Task item
Repeat the records word for word.

Records provided

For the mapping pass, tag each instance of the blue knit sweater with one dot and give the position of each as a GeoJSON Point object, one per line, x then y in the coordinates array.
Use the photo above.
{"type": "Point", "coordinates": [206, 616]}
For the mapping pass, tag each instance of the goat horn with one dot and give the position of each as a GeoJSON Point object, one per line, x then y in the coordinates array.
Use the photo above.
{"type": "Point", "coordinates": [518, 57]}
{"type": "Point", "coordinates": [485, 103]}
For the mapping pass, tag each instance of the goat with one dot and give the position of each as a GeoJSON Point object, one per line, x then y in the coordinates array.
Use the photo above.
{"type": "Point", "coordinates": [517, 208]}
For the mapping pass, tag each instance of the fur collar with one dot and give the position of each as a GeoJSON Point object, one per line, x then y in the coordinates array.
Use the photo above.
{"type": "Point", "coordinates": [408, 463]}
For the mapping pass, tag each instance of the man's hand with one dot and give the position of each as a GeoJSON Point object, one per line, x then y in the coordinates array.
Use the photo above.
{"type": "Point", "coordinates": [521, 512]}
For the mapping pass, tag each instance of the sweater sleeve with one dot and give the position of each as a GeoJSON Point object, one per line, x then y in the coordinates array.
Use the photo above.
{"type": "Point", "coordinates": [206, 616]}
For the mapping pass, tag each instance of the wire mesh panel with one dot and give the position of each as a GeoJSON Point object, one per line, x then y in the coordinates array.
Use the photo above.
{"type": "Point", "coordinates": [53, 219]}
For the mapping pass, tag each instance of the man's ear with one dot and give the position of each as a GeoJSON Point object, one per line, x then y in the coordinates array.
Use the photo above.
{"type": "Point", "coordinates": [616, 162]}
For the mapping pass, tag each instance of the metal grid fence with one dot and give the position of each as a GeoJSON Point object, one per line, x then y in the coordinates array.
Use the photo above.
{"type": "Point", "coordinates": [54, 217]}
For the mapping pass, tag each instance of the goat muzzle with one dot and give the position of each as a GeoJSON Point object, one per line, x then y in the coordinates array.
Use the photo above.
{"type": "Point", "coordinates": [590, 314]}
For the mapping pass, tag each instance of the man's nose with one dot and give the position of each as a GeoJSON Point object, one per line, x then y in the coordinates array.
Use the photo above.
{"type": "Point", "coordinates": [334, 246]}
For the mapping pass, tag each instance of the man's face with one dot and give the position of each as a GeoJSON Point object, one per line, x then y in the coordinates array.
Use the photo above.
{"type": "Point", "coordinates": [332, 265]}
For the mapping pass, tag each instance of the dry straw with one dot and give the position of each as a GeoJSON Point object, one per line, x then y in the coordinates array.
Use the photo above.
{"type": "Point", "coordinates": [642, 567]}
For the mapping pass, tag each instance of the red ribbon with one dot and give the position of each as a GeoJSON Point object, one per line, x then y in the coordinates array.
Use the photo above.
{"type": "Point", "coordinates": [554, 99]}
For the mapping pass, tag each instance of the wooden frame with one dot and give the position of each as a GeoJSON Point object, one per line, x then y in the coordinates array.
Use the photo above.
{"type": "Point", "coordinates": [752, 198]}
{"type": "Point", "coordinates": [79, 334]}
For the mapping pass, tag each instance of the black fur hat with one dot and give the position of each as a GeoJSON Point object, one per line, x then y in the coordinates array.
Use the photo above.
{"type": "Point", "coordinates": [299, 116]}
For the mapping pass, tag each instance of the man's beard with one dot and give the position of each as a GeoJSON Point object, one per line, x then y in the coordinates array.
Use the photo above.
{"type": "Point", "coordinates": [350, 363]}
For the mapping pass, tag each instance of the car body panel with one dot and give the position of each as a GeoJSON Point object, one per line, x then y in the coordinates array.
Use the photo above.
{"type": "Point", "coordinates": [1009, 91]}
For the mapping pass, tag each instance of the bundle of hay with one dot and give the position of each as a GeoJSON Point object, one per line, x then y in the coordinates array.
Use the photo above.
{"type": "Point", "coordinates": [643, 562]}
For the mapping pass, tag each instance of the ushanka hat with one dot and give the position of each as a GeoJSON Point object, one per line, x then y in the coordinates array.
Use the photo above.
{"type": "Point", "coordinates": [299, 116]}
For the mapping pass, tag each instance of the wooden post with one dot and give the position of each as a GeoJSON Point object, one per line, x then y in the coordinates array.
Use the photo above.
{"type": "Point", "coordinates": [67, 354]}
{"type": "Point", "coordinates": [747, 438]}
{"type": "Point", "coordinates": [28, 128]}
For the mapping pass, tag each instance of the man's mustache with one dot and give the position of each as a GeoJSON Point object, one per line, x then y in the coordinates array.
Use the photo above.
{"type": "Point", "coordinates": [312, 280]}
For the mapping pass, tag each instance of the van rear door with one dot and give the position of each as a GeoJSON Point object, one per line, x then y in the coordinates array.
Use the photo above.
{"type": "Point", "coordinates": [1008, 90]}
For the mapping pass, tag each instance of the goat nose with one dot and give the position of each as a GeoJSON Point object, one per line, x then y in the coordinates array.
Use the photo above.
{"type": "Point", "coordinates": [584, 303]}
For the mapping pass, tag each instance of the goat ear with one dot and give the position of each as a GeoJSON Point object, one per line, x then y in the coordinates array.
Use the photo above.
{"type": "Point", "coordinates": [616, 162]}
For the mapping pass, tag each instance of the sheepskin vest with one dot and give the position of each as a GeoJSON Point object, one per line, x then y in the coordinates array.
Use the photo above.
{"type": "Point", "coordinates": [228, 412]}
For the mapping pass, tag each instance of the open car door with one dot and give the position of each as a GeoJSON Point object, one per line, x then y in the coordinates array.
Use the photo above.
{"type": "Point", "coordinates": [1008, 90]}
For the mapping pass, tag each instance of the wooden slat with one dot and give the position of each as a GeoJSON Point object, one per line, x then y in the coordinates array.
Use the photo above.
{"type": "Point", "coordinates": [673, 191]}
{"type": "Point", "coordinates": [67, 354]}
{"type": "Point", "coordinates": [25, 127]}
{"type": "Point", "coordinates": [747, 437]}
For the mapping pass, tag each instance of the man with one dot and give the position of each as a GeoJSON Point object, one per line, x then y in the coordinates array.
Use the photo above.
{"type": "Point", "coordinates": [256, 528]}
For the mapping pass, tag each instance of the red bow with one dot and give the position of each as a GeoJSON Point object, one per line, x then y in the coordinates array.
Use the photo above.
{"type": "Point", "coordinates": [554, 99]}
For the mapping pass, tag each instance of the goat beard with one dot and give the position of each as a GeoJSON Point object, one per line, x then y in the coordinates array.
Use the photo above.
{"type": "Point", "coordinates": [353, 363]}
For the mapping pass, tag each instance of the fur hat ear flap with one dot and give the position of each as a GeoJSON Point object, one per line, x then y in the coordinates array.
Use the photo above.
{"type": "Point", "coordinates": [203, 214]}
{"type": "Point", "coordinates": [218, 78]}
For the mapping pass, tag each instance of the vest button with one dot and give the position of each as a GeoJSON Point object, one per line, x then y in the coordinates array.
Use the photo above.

Response for this exercise
For the mapping pass, tag each instance of the blue knit sweater with one dot and give the position of each as a GeoJSON Point object, one per line, x then y in the coordinates array.
Use the photo above.
{"type": "Point", "coordinates": [206, 616]}
For the mapping pass, tag each instance of the goat horn with one dot and give the position of each as a GeoJSON Point object, one per line, x then y in the coordinates array.
Use the photo above.
{"type": "Point", "coordinates": [518, 57]}
{"type": "Point", "coordinates": [485, 103]}
For the mapping pass, tag each instance of the goat with one dot and give the position of each as a GeoJSON Point object, one per line, x then y in the coordinates array.
Use the photo above.
{"type": "Point", "coordinates": [517, 208]}
For the mapping pass, tag each instance of the fur collar with one dot and give the position of each as a GeoJSON Point object, one per line, x then y in the coordinates array.
Use the photo above.
{"type": "Point", "coordinates": [408, 463]}
For the mapping pass, tag each instance of the man's hand with one dot and give the position of each as a GeoJSON Point object, one per line, x then y in the coordinates array.
Use the photo above.
{"type": "Point", "coordinates": [521, 512]}
For the mapping pass, tag each instance of the sweater sleeve with one dot and give the position of each as a GeoJSON Point object, one per line, x then y in the coordinates array.
Use the photo above.
{"type": "Point", "coordinates": [206, 616]}
For the mapping pass, tag each instance of the wire mesh panel with one dot and give the position of each as a GeoJSON Point object, one per line, x then y in the coordinates array.
Use the photo above.
{"type": "Point", "coordinates": [53, 219]}
For the mapping pass, tag each instance of the man's ear with one dot and give the position of each as a GeoJSON Point object, one per line, x then y in the coordinates array.
Use the photo above.
{"type": "Point", "coordinates": [616, 162]}
For the mapping pass, tag each instance of the metal grid fence with one dot and give the position of each as a GeoJSON Point object, one per line, x then y in the coordinates array.
Use the photo above.
{"type": "Point", "coordinates": [54, 217]}
For the mapping pass, tag each instance of the goat muzzle with one dot and give the position of each as a GeoJSON Point object, one per line, x then y in the coordinates array.
Use the photo above.
{"type": "Point", "coordinates": [590, 314]}
For the mapping pass, tag each instance of the man's nose with one dot and give the position of each as a GeoJSON Point object, one per line, x then y in the coordinates array.
Use the photo above.
{"type": "Point", "coordinates": [334, 246]}
For the mapping pass, tag each instance of the man's face with one dot and give the position of each as a GeoJSON Point object, one per line, x then y in the coordinates array.
Use the photo above.
{"type": "Point", "coordinates": [332, 265]}
For the mapping pass, tag each instance of the dry straw with one dot and give the position of each as a GeoJSON Point object, one per line, x then y in the coordinates array.
Use the photo above.
{"type": "Point", "coordinates": [642, 567]}
For the mapping pass, tag each instance of the red ribbon with one dot and give the position of each as a GeoJSON Point object, one per line, x then y in the coordinates array.
Use the photo above.
{"type": "Point", "coordinates": [554, 99]}
For the mapping pass, tag each instance of the wooden frame with one dot and give the position of each as a GeoJSON Point object, one per line, x then y in the coordinates array.
Use the photo above.
{"type": "Point", "coordinates": [752, 198]}
{"type": "Point", "coordinates": [79, 334]}
For the mapping pass, tag each instance of the black fur hat with one dot and give the position of each as a GeoJSON Point object, one per line, x then y in the coordinates array.
Use the photo above.
{"type": "Point", "coordinates": [299, 116]}
For the mapping pass, tag each instance of the man's beard with one dot and give the position of each as a GeoJSON Point object, one per line, x then y in the coordinates array.
Use the photo above.
{"type": "Point", "coordinates": [350, 363]}
For the mapping pass, tag each instance of the car body panel with one dot and give the position of each as a GeoJSON Point object, one per line, x then y in the coordinates array.
Use the photo above.
{"type": "Point", "coordinates": [1009, 91]}
For the mapping pass, tag each instance of the bundle of hay with one dot and give the position of each as a GeoJSON Point object, one per line, x then y in the coordinates array.
Use the photo above.
{"type": "Point", "coordinates": [643, 562]}
For the mapping pass, tag each instance of the ushanka hat with one dot and give the position of each as a GeoJSON Point object, one per line, x then y in the coordinates array.
Use the photo above.
{"type": "Point", "coordinates": [299, 116]}
For the mapping pass, tag each instance of the wooden post with one dot and give the position of each as a GeoJSON Point object, one per line, x then y in the coordinates array.
Use the photo above.
{"type": "Point", "coordinates": [67, 354]}
{"type": "Point", "coordinates": [747, 438]}
{"type": "Point", "coordinates": [28, 128]}
For the mapping pass, tag each instance of the man's mustache with one dot and give the position of each as a GeoJSON Point object, one per line, x then y in the coordinates array.
Use the photo above.
{"type": "Point", "coordinates": [312, 280]}
For the mapping pass, tag each instance of the van rear door with one dot and give the position of each as a GeoJSON Point object, one per line, x then y in the coordinates array.
Use the photo above.
{"type": "Point", "coordinates": [1008, 90]}
For the mapping pass, tag each instance of the goat nose with one dot and give the position of each as a GeoJSON Point object, one per line, x then y in the coordinates array.
Use the photo above.
{"type": "Point", "coordinates": [584, 303]}
For the mapping pass, tag each instance of the goat ear with one dot and give the position of each as a GeoJSON Point object, one per line, x then y in the coordinates array.
Use the photo above.
{"type": "Point", "coordinates": [616, 162]}
For the mapping pass, tag each instance of the sheepskin vest with one dot and give the position of each as a GeoJSON Point object, one per line, x then y in the coordinates array.
Use the photo above.
{"type": "Point", "coordinates": [228, 412]}
For the mapping pass, tag each instance of the open car door with one dot and give the position of each as a GeoJSON Point object, one per line, x then y in the coordinates array.
Use the photo above.
{"type": "Point", "coordinates": [1008, 90]}
For the mapping pass, tag each instance of the wooden slat with one dot and give the position of each as a GeoJSON Point object, one per line, x then y in the coordinates array.
Use the photo above.
{"type": "Point", "coordinates": [673, 191]}
{"type": "Point", "coordinates": [67, 354]}
{"type": "Point", "coordinates": [25, 127]}
{"type": "Point", "coordinates": [747, 437]}
For the mapping pass, tag each instance of the man with one dot and give the position of each as a GeoJSON Point object, one per line, x then y in the coordinates array.
Use the photo above.
{"type": "Point", "coordinates": [256, 528]}
For the mapping pass, tag each instance of the red bow with one dot and give the position of each as a GeoJSON Point object, one per line, x then y in the coordinates array.
Use the photo above.
{"type": "Point", "coordinates": [554, 99]}
For the mapping pass, tag each instance of the goat beard with one dot and give the position of each as a GeoJSON Point object, one per line, x then y in the coordinates array.
Use the photo above.
{"type": "Point", "coordinates": [353, 363]}
For the mapping pass, tag each instance of the fur hat ear flap with one dot and give the position of each as a GeoJSON Point object, one per line, x then y in the coordinates array.
Use the photo above.
{"type": "Point", "coordinates": [203, 214]}
{"type": "Point", "coordinates": [218, 78]}
For the mapping pass, tag each instance of the vest button with one dot and give the position of each as a GeoJSON Point object, one per line, x then y in the coordinates array.
Use the photo above.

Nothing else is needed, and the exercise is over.